Task instructions -> Pick out every line of the material below that contains the word "hair", and copy each one.

Records ->
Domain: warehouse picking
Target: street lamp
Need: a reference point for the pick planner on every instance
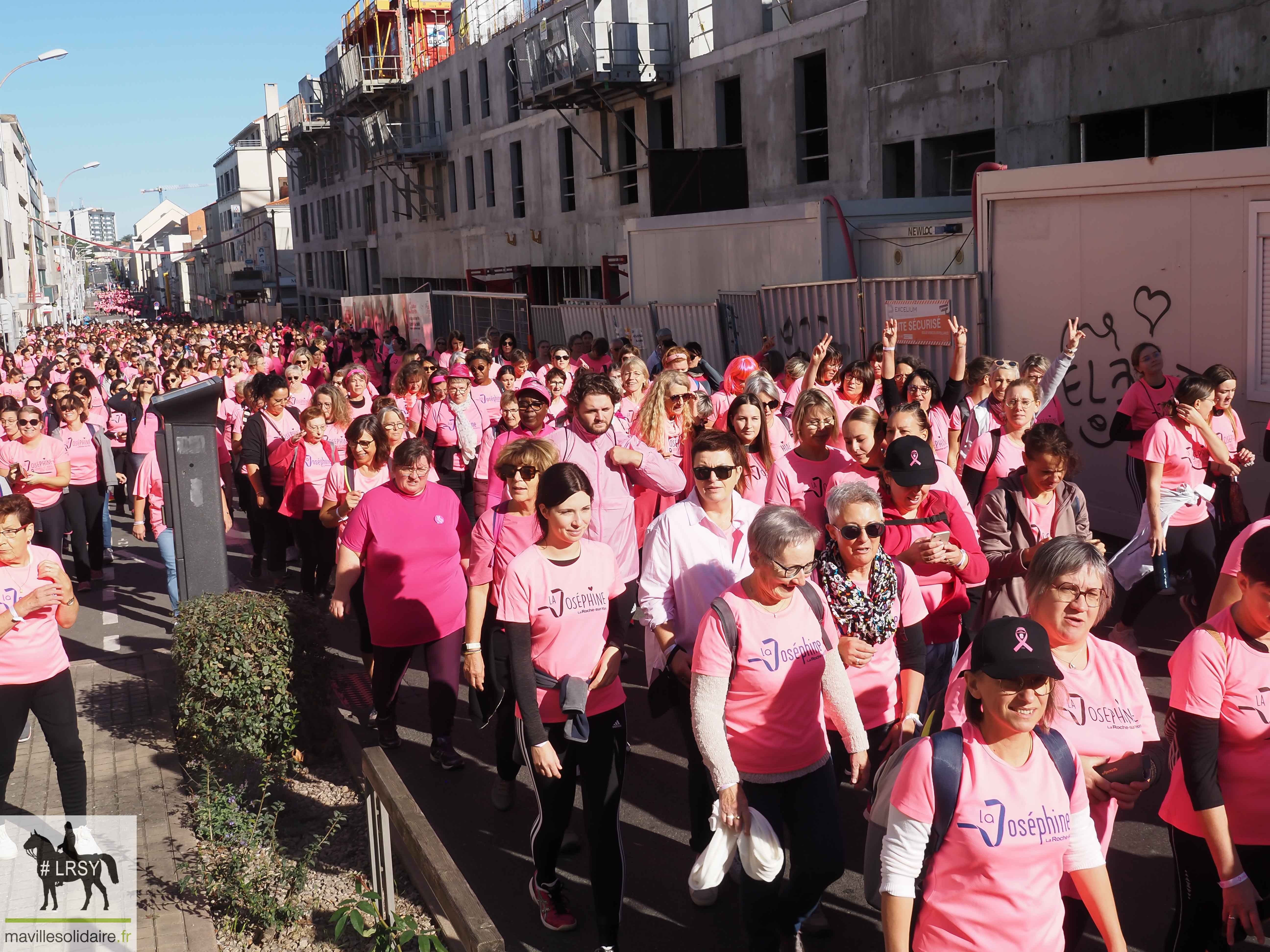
(44, 58)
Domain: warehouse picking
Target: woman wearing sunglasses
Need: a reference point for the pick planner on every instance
(878, 606)
(502, 534)
(1178, 452)
(759, 715)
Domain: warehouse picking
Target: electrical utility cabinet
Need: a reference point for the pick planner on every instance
(186, 449)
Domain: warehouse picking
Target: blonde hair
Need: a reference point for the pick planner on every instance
(652, 418)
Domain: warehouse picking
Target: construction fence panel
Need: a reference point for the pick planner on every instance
(742, 319)
(699, 323)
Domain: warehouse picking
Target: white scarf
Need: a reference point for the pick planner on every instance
(469, 440)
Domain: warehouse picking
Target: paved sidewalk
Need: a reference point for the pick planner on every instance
(133, 768)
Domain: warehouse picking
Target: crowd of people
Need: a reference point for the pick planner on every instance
(856, 583)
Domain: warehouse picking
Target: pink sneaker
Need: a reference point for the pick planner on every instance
(553, 909)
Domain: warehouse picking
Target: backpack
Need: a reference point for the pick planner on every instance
(947, 780)
(730, 622)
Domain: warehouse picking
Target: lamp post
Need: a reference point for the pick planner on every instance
(44, 58)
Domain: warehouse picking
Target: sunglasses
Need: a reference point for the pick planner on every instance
(720, 473)
(507, 471)
(851, 531)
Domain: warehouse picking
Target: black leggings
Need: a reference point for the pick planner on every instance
(1198, 925)
(602, 763)
(53, 701)
(83, 510)
(51, 527)
(441, 659)
(1188, 547)
(317, 545)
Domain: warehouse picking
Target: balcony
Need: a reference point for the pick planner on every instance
(572, 58)
(388, 142)
(359, 85)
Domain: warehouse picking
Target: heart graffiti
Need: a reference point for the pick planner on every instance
(1151, 296)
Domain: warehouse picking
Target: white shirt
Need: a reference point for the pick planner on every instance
(689, 563)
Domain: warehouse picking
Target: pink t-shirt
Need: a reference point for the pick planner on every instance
(1145, 405)
(416, 591)
(567, 608)
(1226, 682)
(877, 685)
(491, 557)
(775, 713)
(149, 484)
(1235, 555)
(803, 484)
(32, 650)
(83, 452)
(1010, 457)
(42, 456)
(1185, 459)
(1002, 858)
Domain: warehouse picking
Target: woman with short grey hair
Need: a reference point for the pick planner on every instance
(878, 606)
(765, 671)
(1107, 719)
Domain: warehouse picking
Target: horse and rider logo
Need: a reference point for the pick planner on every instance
(59, 866)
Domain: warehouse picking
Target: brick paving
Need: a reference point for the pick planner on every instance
(133, 768)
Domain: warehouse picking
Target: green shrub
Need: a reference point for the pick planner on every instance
(247, 663)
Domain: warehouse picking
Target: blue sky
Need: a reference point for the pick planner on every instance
(154, 92)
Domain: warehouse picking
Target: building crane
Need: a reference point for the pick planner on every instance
(160, 190)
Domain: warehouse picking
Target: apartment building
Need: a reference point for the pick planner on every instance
(510, 146)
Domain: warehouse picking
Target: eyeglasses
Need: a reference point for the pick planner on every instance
(1070, 593)
(793, 572)
(507, 471)
(1039, 685)
(851, 531)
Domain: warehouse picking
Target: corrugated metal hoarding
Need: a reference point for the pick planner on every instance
(799, 315)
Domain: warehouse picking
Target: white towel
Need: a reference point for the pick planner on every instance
(761, 854)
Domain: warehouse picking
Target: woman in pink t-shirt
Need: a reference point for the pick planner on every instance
(1178, 452)
(1217, 807)
(998, 454)
(84, 502)
(412, 537)
(1016, 828)
(500, 536)
(36, 603)
(1142, 405)
(308, 459)
(759, 713)
(557, 605)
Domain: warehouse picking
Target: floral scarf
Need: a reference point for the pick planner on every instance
(868, 618)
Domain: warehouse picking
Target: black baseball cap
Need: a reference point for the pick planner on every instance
(1013, 648)
(911, 463)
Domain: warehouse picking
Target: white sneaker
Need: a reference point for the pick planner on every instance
(84, 842)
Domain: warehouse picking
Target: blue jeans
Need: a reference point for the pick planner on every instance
(168, 550)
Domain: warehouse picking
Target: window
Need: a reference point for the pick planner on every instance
(898, 171)
(489, 178)
(812, 119)
(483, 87)
(728, 112)
(517, 182)
(513, 84)
(564, 146)
(628, 181)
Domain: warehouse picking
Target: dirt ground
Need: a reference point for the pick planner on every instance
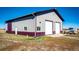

Answer to this exercise ->
Target: blonde hair
Target: woman with short grey hair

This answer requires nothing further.